* _Task details_
Update the records from the line with "Please tag the woman's nose" up to and including the line with "Please tag the toddler's bare" by changing "toddler" to "child" throughout, leaving everything else unchanged. Return only those lines.

* _Extracted data_
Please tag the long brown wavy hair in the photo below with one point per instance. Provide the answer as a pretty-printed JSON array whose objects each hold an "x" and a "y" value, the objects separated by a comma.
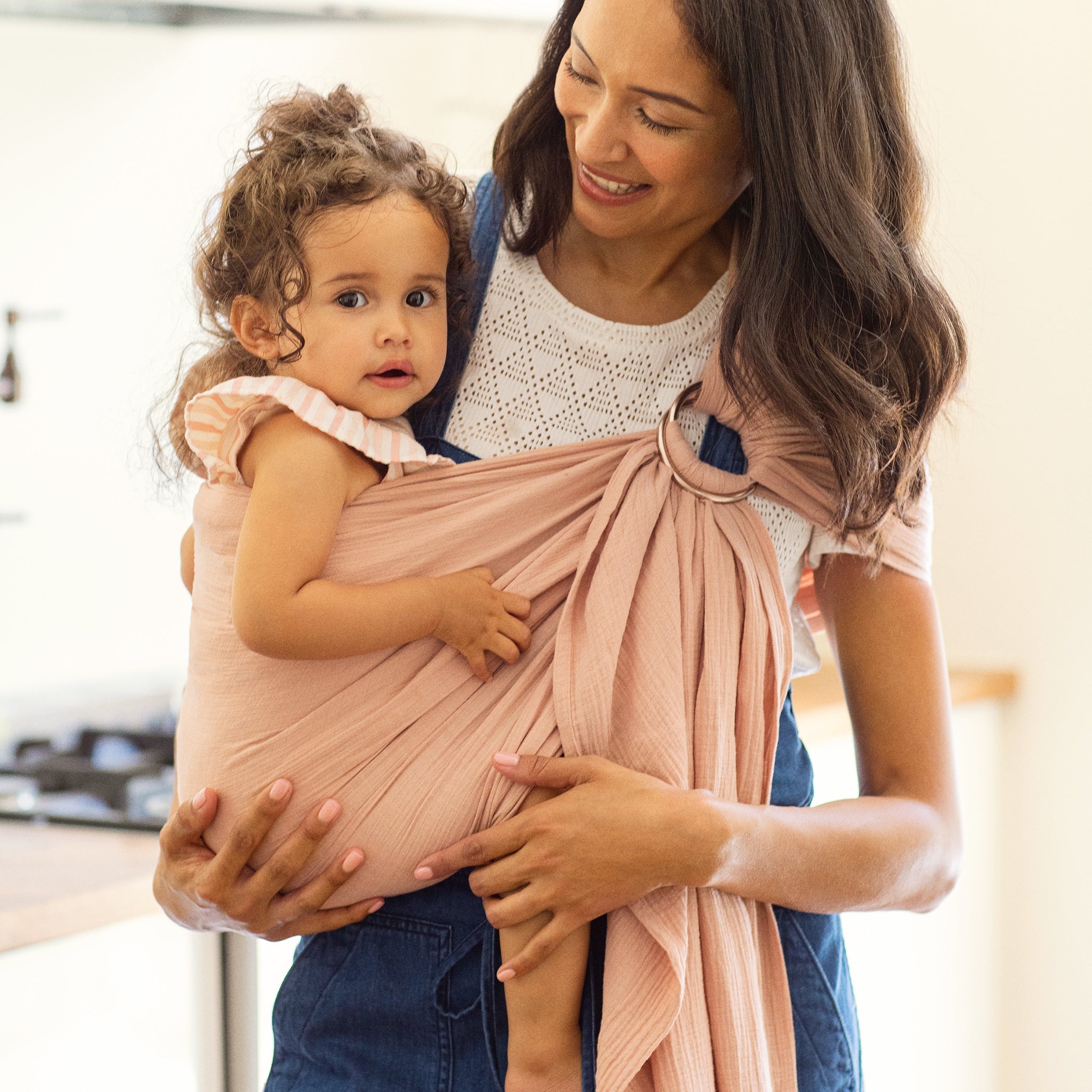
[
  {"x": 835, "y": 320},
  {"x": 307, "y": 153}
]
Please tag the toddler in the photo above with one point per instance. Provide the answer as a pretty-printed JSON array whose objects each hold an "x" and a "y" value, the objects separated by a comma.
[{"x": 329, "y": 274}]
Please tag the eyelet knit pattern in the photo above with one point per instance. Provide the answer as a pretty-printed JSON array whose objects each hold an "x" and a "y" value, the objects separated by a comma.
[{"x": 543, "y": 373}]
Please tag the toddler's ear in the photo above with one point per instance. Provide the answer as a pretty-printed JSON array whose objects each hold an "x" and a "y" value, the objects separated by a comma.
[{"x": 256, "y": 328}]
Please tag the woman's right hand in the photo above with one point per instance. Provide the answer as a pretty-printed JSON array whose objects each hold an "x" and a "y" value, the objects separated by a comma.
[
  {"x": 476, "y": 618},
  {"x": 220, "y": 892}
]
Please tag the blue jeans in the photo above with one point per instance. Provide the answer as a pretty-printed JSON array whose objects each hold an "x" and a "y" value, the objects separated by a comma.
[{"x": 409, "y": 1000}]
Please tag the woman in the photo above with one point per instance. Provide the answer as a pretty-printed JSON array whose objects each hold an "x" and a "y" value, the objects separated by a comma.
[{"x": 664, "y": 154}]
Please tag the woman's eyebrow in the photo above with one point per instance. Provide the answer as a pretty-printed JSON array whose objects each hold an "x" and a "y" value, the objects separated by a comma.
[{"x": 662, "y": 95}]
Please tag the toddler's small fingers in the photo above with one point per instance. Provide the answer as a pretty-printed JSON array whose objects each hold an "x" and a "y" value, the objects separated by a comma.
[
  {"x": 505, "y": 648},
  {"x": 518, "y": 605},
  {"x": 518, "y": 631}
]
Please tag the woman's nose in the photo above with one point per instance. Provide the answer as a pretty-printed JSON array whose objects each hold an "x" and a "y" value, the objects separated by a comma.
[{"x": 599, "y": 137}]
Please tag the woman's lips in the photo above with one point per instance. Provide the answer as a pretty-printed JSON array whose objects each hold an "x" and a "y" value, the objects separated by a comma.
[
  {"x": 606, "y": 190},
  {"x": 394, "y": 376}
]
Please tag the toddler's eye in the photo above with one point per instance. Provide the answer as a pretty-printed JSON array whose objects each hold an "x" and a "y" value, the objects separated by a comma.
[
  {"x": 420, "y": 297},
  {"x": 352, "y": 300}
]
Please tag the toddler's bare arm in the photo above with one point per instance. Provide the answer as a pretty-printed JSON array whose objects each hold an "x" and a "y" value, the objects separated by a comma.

* * *

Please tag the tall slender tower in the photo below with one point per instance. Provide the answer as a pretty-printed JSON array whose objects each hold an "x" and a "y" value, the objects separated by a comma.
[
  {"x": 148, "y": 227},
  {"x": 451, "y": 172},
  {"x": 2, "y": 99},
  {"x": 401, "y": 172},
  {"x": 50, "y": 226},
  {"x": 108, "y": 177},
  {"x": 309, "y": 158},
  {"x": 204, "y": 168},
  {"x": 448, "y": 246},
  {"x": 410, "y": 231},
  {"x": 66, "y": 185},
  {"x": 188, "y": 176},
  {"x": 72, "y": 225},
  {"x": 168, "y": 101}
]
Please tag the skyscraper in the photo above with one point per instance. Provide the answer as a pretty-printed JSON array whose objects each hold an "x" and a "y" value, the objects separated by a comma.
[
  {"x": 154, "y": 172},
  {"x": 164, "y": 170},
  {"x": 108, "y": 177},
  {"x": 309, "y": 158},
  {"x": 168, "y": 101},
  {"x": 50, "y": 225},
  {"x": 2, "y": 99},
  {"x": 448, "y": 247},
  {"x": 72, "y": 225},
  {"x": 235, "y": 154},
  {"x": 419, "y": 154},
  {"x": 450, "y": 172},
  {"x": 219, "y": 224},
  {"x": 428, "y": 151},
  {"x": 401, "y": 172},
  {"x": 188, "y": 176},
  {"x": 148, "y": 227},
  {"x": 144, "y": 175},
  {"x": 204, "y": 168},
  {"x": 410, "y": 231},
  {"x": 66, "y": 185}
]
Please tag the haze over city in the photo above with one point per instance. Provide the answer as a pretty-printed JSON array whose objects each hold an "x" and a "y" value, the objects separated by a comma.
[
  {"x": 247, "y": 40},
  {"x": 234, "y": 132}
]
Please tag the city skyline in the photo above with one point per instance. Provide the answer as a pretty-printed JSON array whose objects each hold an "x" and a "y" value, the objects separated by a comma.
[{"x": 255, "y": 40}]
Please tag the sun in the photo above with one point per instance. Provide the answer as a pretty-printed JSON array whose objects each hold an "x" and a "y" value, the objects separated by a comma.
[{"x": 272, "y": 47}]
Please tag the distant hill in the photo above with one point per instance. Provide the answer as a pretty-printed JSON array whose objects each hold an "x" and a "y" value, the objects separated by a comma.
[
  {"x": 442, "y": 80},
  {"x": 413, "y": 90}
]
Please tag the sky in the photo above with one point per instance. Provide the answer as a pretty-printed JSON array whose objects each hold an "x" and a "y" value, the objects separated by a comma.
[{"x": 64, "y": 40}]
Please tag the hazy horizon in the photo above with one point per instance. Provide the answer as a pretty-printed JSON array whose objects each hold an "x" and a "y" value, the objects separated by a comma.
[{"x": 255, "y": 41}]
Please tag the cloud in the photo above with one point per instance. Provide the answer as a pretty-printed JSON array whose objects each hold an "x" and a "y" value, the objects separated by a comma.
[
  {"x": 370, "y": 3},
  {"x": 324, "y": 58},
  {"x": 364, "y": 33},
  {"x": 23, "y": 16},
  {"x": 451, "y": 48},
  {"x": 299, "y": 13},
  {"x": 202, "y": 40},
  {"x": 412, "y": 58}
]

* _Full response_
Please tag the woman's nose in the photo above with one point per instance. Provide the answer as a pretty-printed JSON array whose objects each hold an "x" and a "y" value, the objects separated by a comma.
[{"x": 599, "y": 137}]
Please tag the woman's lips in the photo above with one point per instance. Provide the answer as a pretty-printed JSON array whose objects each hold an "x" and a "y" value, the objects separated by a comma.
[
  {"x": 606, "y": 190},
  {"x": 394, "y": 376}
]
Please tag the child's eye in the photo above with one point per instance. Provide the answer as a pretty-printed JSON array whose objects each hold an "x" and a "y" value, the objects separated by a comma.
[
  {"x": 420, "y": 297},
  {"x": 352, "y": 300}
]
Please tag the child's bare arm in the photo above with one point per instance. Provide the answer as a pretty-printed JSON array whose objects each hold an "x" and a "y" value, the objects separated by a comma.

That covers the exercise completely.